And the situation of journalists has not improved this year, as the death toll
already reaches 11 and 101 have been arrested, while at least 250 have
been threatened or attacked, and 142 media outlets have been censored,
RSF president Fernando Castelló told IPS.
Furthermore, he said, "The enemies of the press are replacing frontal, bloody
repression with insidious harassment that is in appearance legal, and with
economic pressure and the excuse of protecting privacy with the aim of
deceiving public opinion."
The annual report presented on World Press Freedom Day by RSF, an
international organisation based in Paris, indicates that the independent
press is in danger in Africa and that wars and armed conflicts in some of the
countries on that continent are to blame for much of the decline in press
freedoms there.
"Covering a conflict in Africa is increasingly dangerous," according to RSF.
Last year two reporters were murdered in Cote d'Ivoire and one in the
Democratic Republic of the Congo, says the report, adding that in Equatorial
Guinea, Rwanda, Eritrea and Togo the press has been the victim of
authoritarianism, prompting numerous journalists to emigrate.
RSF maintains that the Americas continue to be a land of contrasts, as
freedom of the press is widely respected, but is persecuted daily in Cuba,
Haiti and Colombia.
Cuba's President Fidel Castro tried to put an end to the dissident movement in
2003 with the detention of 75 people, among them 27 independent
journalists, "for publishing articles abroad and interviewing U.S. diplomats."
On the American continent, the most dangerous country is still Colombia,
where five reporters were assassinated in 2003 for their coverage of
corruption cases and of the complicity with armed groups - right-wing
paramilitaries or leftist guerrillas - "which control or are vying for entire
regions" of the country.
The report also notes press problems, though of lesser degree, in Brazil,
Bolivia, Peru, Guatemala, Mexico and Argentina.
In the case of Brazil, in the past month alone, two radio reporters were
murdered, known for their denunciations of corruption and drug trafficking.
The Committee to Protect Journalists reported the death of José Araújo, 37,
murdered by hired killers in a rural area of the northeastern state of
Pernambuco, and of Samuel Roma, 36, murdered in Capitao Bado, on the
Paraguayan border, in Mato Grosso do Sul state.

Set task
Answer these questions from the press freedom passage:
(a) According to Fernando Castelló, how many media outlets have been censored this year?
(b) In which city is RSF based?
(c) How many reporters were assassinated in Colombia in 2003?

Location identification entries
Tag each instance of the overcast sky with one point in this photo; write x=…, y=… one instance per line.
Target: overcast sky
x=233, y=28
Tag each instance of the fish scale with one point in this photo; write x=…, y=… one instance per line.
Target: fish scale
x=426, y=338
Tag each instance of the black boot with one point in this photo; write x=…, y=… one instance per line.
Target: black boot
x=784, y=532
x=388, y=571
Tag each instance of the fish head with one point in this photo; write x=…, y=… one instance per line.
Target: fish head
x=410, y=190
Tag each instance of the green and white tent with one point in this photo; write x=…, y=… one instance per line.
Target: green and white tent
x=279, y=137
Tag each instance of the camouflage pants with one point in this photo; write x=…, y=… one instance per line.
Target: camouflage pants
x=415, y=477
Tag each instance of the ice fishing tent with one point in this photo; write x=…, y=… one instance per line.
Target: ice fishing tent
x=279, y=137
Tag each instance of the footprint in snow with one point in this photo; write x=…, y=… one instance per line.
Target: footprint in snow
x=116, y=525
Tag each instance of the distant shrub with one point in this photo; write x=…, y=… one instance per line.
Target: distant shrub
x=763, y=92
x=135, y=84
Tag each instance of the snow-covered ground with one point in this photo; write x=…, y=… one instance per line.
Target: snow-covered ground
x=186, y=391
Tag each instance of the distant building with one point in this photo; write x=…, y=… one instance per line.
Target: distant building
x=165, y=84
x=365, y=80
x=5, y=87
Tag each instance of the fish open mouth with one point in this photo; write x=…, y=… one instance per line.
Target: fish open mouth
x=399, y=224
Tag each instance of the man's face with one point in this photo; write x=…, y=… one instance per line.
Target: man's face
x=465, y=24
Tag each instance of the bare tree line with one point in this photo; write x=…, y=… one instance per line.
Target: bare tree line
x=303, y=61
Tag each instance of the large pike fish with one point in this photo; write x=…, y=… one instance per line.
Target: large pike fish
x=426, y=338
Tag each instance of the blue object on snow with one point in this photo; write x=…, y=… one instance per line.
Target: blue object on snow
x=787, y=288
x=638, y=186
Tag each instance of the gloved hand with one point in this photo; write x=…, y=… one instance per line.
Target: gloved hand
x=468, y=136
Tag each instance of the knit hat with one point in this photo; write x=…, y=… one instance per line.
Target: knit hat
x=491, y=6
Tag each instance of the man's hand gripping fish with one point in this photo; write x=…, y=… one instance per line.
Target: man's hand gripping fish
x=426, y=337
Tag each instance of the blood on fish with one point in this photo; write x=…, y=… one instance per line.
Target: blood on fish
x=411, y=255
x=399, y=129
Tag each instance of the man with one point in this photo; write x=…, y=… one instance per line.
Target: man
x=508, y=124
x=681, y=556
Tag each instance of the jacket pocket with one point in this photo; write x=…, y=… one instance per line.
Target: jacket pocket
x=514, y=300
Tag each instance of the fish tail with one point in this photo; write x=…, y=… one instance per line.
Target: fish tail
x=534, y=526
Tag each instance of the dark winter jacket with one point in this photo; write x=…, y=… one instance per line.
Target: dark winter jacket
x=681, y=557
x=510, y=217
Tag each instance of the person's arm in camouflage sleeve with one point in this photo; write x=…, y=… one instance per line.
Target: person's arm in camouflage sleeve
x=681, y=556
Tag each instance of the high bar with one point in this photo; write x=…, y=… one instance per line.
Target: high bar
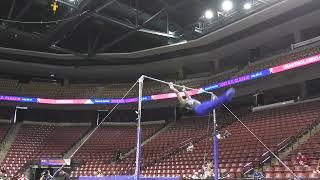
x=177, y=85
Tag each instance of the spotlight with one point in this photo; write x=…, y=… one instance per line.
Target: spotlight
x=247, y=5
x=208, y=14
x=227, y=5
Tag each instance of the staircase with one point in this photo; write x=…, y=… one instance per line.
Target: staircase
x=8, y=140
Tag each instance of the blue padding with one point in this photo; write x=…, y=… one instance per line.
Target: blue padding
x=208, y=106
x=126, y=178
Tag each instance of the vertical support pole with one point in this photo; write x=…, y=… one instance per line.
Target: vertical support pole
x=98, y=118
x=137, y=13
x=215, y=143
x=138, y=152
x=167, y=24
x=15, y=116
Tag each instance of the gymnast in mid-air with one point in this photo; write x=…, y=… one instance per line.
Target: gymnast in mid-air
x=189, y=104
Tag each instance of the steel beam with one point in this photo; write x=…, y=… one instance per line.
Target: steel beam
x=107, y=46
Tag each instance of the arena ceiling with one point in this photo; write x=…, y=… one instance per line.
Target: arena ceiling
x=90, y=27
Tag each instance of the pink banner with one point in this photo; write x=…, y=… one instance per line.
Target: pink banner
x=173, y=95
x=295, y=64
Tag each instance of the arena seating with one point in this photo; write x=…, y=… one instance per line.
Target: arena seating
x=40, y=141
x=4, y=127
x=310, y=149
x=281, y=59
x=117, y=90
x=241, y=149
x=98, y=152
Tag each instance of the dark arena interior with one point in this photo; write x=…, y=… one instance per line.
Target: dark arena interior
x=144, y=89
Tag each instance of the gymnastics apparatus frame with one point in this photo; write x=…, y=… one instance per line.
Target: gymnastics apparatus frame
x=138, y=151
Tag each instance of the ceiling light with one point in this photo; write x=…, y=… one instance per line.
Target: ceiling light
x=227, y=5
x=247, y=5
x=208, y=14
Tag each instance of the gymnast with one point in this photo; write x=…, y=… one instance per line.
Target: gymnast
x=192, y=105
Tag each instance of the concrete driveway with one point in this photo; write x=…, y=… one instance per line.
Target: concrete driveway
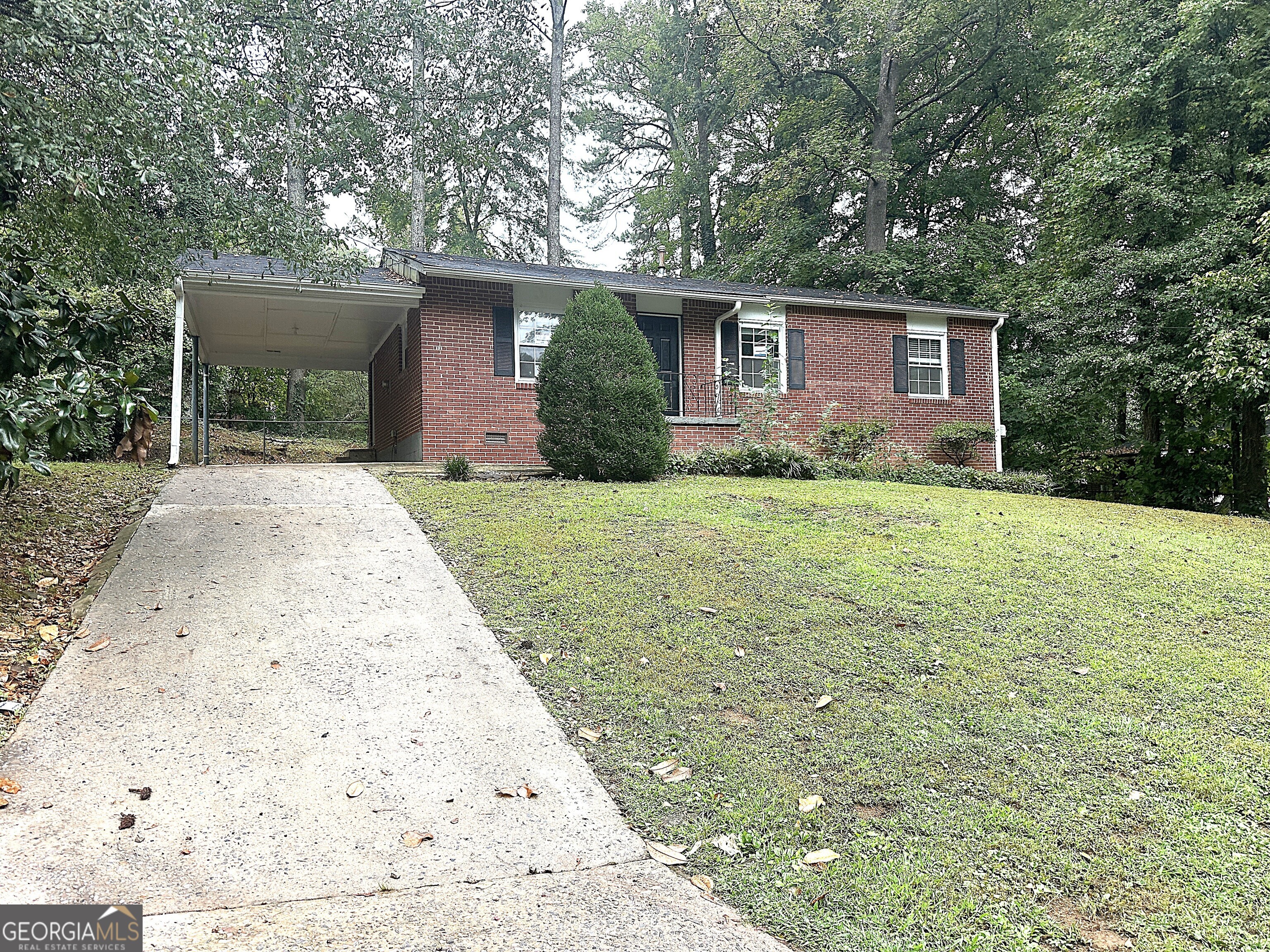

Task answer
(a) 142
(b) Paris
(c) Five